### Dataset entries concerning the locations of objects
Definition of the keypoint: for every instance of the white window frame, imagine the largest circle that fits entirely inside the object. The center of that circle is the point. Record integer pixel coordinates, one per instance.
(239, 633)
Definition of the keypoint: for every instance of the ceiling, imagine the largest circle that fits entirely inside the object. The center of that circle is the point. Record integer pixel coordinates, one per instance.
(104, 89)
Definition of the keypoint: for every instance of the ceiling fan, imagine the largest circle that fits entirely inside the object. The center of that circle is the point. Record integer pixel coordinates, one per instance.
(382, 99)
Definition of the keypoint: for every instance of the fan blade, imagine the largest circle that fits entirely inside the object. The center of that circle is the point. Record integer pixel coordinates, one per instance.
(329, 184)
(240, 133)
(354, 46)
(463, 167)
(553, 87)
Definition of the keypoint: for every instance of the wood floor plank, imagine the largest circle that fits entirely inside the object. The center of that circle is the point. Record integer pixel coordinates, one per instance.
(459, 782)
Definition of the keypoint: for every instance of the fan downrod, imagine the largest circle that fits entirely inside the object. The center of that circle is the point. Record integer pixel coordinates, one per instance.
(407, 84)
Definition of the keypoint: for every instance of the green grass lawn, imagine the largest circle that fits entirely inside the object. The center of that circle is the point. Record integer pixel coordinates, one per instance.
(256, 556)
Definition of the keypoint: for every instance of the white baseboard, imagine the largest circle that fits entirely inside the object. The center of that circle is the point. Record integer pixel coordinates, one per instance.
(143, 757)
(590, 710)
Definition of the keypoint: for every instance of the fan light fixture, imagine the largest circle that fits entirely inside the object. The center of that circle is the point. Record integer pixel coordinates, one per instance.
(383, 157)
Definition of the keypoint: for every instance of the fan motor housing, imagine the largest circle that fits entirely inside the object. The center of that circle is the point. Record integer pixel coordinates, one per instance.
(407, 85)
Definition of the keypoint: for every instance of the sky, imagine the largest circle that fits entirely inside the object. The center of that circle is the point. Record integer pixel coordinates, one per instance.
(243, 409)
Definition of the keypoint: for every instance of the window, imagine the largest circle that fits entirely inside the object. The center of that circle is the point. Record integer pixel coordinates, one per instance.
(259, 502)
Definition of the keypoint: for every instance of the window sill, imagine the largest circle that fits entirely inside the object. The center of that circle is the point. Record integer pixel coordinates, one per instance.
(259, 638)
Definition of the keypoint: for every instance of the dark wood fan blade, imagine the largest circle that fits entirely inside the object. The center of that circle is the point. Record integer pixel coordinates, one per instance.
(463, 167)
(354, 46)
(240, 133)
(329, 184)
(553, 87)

### The task
Reproduce every line of the entries above without any alteration.

### Solution to this exercise
Definition of the keypoint: for every instance of the white window frame, imagine the largest circle that fits entirely inside the object. The center of that circle is the point. Record integer pixel coordinates, one per instance.
(239, 633)
Definition of the keypoint: for every instance of the ceiling, imagine the largest circle that fits entirely inside the object. The center of that circle is the point. Record integer pixel coordinates, one per instance.
(104, 89)
Definition of the keypoint: for every instance of the ceiling fan, imagine the largest circle that fits entirely inside the object. The center of that circle is the point. Record integer pixel coordinates, one per instance.
(382, 99)
Definition of the keypoint: for every instance of the fan blade, imagine the largest circle that fits entirely inside the object. The center of that circle is the point. Record integer pixel coordinates, one per instance.
(329, 184)
(240, 133)
(354, 46)
(463, 167)
(553, 87)
Definition of the keypoint: for every instance of the wood floor plank, imagine the largest circle that fits entirely inside the object. The center of that circle is the point. Record integer pixel coordinates, one per instance.
(459, 782)
Definition of the keypoint: for every instance of the fan downrod, imagine the largest circle that fits entirely inside the object. The center of that circle is the point. Record integer pixel coordinates, one per instance.
(407, 84)
Definition of the keypoint: for every instance of the green grass lawn, imagine the largest circle that fits entirely inside the object. The center of that circle is the point. Record integer pixel coordinates, one per instance.
(256, 556)
Definition of the keypoint: for every instance of the white baseboard, imagine the largest circle that fits entirely inside the object. The center of that circle is the point. Record integer pixel coordinates, one per instance.
(143, 757)
(590, 710)
Definition of the keypoint: for every instance of the fan light fixture, imagine the largest circle that fits entirely inside the object. The center of that circle is the point. Record integer pixel coordinates, one per instance.
(383, 157)
Definition of the keypoint: for every instance of the fan motor housing, imagine the largest circle that fits entirely inside the object. The center of that circle is the point. Record integer pixel coordinates, one per instance.
(407, 85)
Definition of the keypoint: for every instance of the sky, imagine the largest circle that fits entirely inside the object. The center of that circle is the point. Record integer pixel coordinates, one per instance.
(243, 409)
Definition of the keypoint: for every instance of the window, imagine the largest circle that fits entirely inside the object. The center of that circle is the point. Record integer pixel coordinates, one per instance.
(259, 502)
Definition of the keypoint: for every instance of the window sill, imagine the largest circle that fits entirely inside the object. The center of that circle is the point. Record integer pixel coordinates, one per instance.
(259, 638)
Definition of the keypoint: for every instance of the dark wood fan blade, imagine the largest circle that fits entirely inside the object. The center of that circle is the point. Record integer pixel coordinates, one per instance.
(463, 167)
(354, 46)
(240, 133)
(329, 184)
(553, 87)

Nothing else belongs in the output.